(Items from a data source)
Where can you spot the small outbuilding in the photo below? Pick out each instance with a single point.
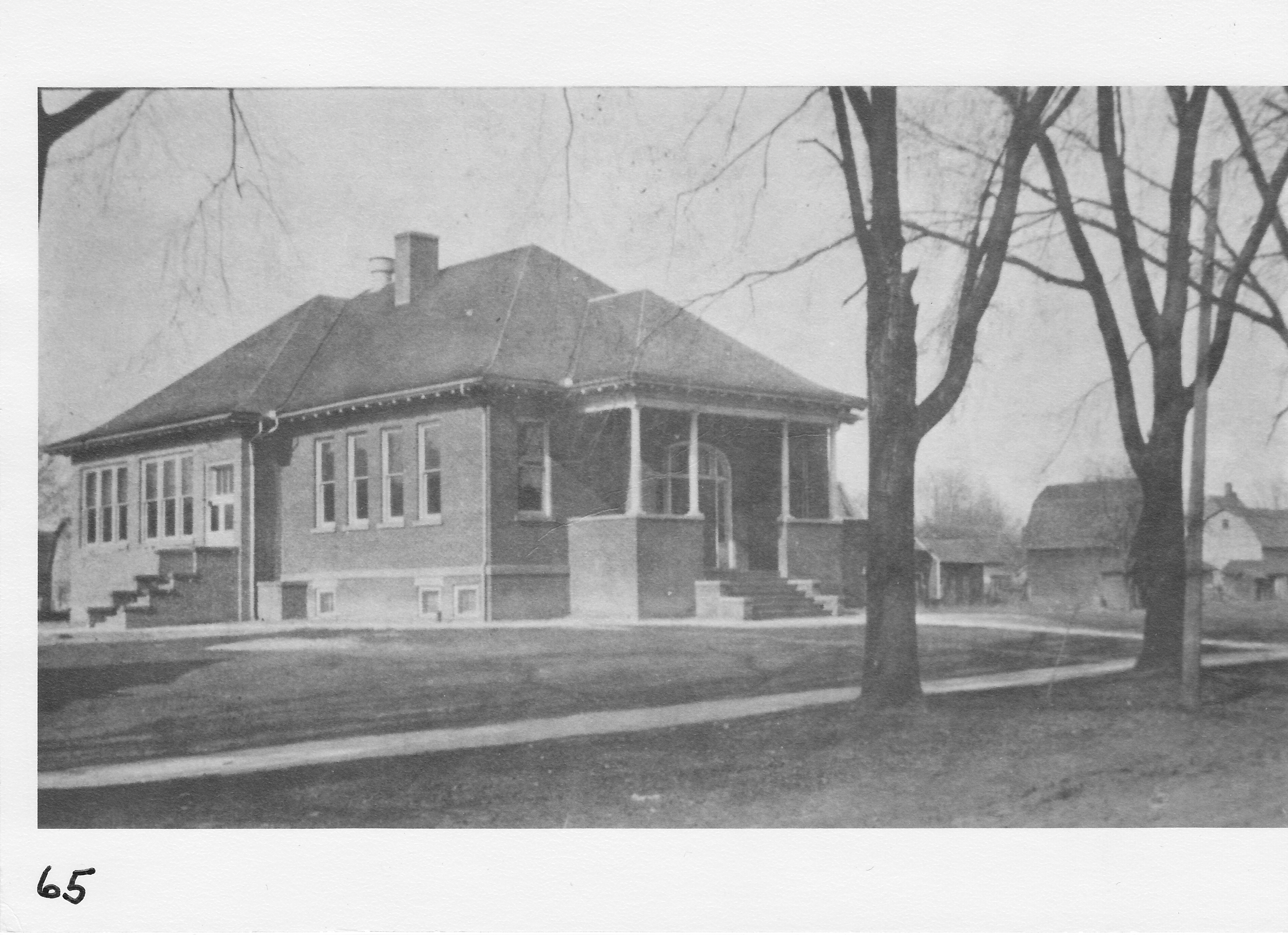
(965, 570)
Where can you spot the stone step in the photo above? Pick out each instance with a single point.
(97, 615)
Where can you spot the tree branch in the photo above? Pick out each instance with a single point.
(53, 127)
(1138, 283)
(1012, 259)
(1250, 156)
(1120, 364)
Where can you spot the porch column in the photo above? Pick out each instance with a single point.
(785, 477)
(785, 496)
(694, 464)
(634, 499)
(834, 495)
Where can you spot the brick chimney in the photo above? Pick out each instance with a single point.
(415, 266)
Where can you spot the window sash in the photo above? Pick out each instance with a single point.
(324, 469)
(534, 458)
(168, 498)
(393, 507)
(360, 481)
(431, 467)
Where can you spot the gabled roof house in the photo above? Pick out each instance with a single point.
(1076, 544)
(1246, 548)
(504, 438)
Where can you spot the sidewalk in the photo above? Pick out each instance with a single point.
(529, 731)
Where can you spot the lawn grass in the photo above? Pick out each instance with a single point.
(119, 703)
(1102, 753)
(1267, 621)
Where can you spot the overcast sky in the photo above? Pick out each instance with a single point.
(138, 286)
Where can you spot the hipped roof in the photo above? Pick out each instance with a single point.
(524, 316)
(1097, 514)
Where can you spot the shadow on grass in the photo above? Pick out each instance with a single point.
(57, 688)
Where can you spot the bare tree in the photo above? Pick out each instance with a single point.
(52, 128)
(956, 504)
(1157, 558)
(1160, 254)
(897, 420)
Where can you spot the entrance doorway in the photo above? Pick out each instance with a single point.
(715, 499)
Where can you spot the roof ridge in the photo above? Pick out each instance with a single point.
(317, 348)
(253, 391)
(509, 311)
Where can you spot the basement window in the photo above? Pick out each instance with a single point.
(468, 602)
(431, 603)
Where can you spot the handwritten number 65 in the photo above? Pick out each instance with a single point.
(52, 892)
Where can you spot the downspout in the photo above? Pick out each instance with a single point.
(487, 511)
(250, 508)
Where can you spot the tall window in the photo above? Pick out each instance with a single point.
(168, 505)
(431, 473)
(105, 508)
(221, 499)
(360, 482)
(534, 468)
(392, 471)
(324, 475)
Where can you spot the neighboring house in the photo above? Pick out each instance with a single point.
(1076, 544)
(1246, 549)
(503, 438)
(965, 570)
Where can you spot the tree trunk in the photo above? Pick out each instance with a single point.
(1157, 554)
(892, 674)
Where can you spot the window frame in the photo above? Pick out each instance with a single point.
(213, 471)
(545, 512)
(320, 522)
(318, 594)
(185, 504)
(424, 516)
(116, 513)
(420, 602)
(477, 613)
(352, 480)
(387, 518)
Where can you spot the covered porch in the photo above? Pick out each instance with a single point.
(696, 490)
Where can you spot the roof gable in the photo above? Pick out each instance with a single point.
(1098, 514)
(1270, 526)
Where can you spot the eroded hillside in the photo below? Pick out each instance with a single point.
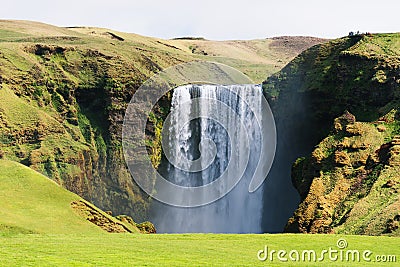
(64, 92)
(348, 182)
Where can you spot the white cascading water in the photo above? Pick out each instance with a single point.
(239, 211)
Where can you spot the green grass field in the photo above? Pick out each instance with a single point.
(184, 249)
(38, 227)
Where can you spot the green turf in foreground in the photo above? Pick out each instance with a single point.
(181, 249)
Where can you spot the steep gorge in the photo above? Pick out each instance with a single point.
(341, 183)
(64, 93)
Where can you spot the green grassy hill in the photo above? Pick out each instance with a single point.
(32, 203)
(64, 91)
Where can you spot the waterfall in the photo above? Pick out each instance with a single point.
(213, 145)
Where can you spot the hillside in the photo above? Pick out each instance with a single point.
(32, 203)
(64, 92)
(346, 170)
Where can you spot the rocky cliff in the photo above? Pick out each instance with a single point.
(64, 92)
(346, 170)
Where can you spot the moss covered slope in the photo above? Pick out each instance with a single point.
(348, 182)
(32, 203)
(63, 94)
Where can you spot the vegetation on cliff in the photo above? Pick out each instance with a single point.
(348, 183)
(63, 94)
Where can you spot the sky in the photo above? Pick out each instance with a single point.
(215, 19)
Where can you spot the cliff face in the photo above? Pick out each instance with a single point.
(64, 92)
(347, 182)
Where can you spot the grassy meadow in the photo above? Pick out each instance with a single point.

* _Exercise_:
Every line of text is to be repeated exactly; pictures are left out.

* _Response below_:
Where can you spot the small outbuilding in the photo below? Pick out each instance with a single point.
(965, 570)
Where can you spot the stone step in the photo above? Pick out each instance with a single point.
(97, 615)
Where can you spot the tree branch in the photo above? Pick out each instance with a single point.
(53, 127)
(1138, 283)
(1012, 259)
(1250, 156)
(1120, 364)
Where can you spot the porch column in the photo above? Pick out each instance with a single point.
(785, 477)
(785, 496)
(694, 464)
(634, 499)
(834, 495)
Where can you spot the brick chimney in the photo above? Pick out each instance with a single point.
(415, 266)
Where can you spot the window sash in the photo above? Pick out each instance with a single point.
(324, 469)
(534, 458)
(168, 498)
(393, 507)
(360, 481)
(431, 467)
Where can you spot the gabled roof house in the photo above? Pick out each instance with a single point.
(1076, 544)
(1246, 548)
(504, 438)
Where can you spot the sidewalk in the photo above? Pick out each instance with a single point.
(529, 731)
Where can you spot the lawn grass in the photo above? Pick out each instance with a single point.
(119, 703)
(1102, 753)
(1267, 621)
Where can you spot the overcast sky in the photo above? Pick out each instance with a single point.
(138, 286)
Where can you spot the hipped roof in the photo above? Pick out each instance with a single point.
(524, 316)
(1097, 514)
Where can you spot the shadow on grass in the photo above? Pick out each instance with a single point.
(57, 688)
Where can you spot the bare tree in the photo above? Pick out each instance with a single point.
(52, 128)
(956, 504)
(1157, 558)
(1160, 254)
(897, 420)
Where can you spot the entrance doorway in the photo above? Pick out each instance with a single point.
(715, 499)
Where can you spot the roof ridge in the photo above? Pick out each instance with a single point.
(317, 348)
(253, 391)
(509, 311)
Where can you spot the basement window in the photo above? Pick out each instance with a single point.
(468, 602)
(431, 603)
Where can you spot the handwritten number 65 in the photo above? Pick out each instance with a single point.
(52, 892)
Where can you spot the downspout in the photo above? Pick out each instance with a single point.
(487, 511)
(250, 508)
Where can you spot the tall window in the photo above? Pick out each instance with a single point.
(168, 505)
(431, 473)
(105, 508)
(221, 499)
(360, 482)
(534, 468)
(392, 471)
(324, 475)
Where can you spot the neighboring house in the photo above? Pick out each instance with a single point.
(1076, 544)
(1246, 549)
(503, 438)
(965, 570)
Where can you spot the tree trunk in the photo above? Pick out each instance with a single point.
(1157, 554)
(892, 674)
Where can you spot the window frame in the photo above? Pick out each instance with a single point.
(213, 471)
(545, 512)
(320, 522)
(318, 594)
(185, 504)
(424, 516)
(116, 513)
(420, 602)
(477, 613)
(352, 480)
(387, 518)
Where can you spot the covered porch in the photo above? Pick out each instance with a single point.
(696, 490)
Where can you spot the roof gable in the photo above? Pick out each instance with a single point.
(1098, 514)
(1270, 526)
Where can you spot the eroded hillside in the photo below? Pick out each instance with a single point.
(64, 92)
(348, 182)
Where can you spot the white cascading water in the photo above? Pick out each instance with a single point.
(239, 211)
Where can you spot the green grass field in the photo above? Pick out each instance with a single point.
(184, 249)
(38, 227)
Where can you spot the green turf in foreground in the photo above? Pick out each instance with a single point.
(181, 249)
Where can you spot the steep gorge in the photo above? Pick out each instance with a single point.
(341, 183)
(64, 93)
Where can you spot the green grassy hill in the photo above? Pick out each instance with a single point.
(32, 203)
(64, 91)
Where can you spot the waterfall in the photo above? Pick out each instance with a single point.
(213, 145)
Where can you spot the hillside in the photo above? Pick out each instance with a single point.
(32, 203)
(64, 92)
(346, 170)
Where can you spot the rocky cliff in the photo above? Pick out each instance with a single point.
(64, 92)
(346, 170)
Where can you spot the moss covered slope in the photo above? Pick out each instance with a single point.
(348, 182)
(32, 203)
(63, 94)
Where can you spot the vegetation on cliff in the photo above? Pick out each instance with a single point.
(348, 183)
(63, 94)
Where can you spot the sky in the photo above? Pick out each instance with a single point.
(215, 19)
Where can you spot the cliff face in the photo above? Pick out each instance with a single point.
(64, 92)
(347, 182)
Where can you spot the grassy meadow in the photo above? Pick out each instance with a single point.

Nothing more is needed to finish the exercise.